## Assignment
Every record, from first to last, should be retyped word for word.

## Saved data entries
........

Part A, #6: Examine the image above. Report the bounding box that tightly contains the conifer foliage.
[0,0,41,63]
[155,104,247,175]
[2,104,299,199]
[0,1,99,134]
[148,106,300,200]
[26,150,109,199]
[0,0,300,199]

........

## Answer space
Part A, #6: Examine the image above. Report the bounding box that tightly contains the conifer foliage.
[0,0,41,63]
[155,104,247,175]
[2,104,299,199]
[0,1,99,134]
[148,106,300,200]
[26,150,109,199]
[0,0,300,199]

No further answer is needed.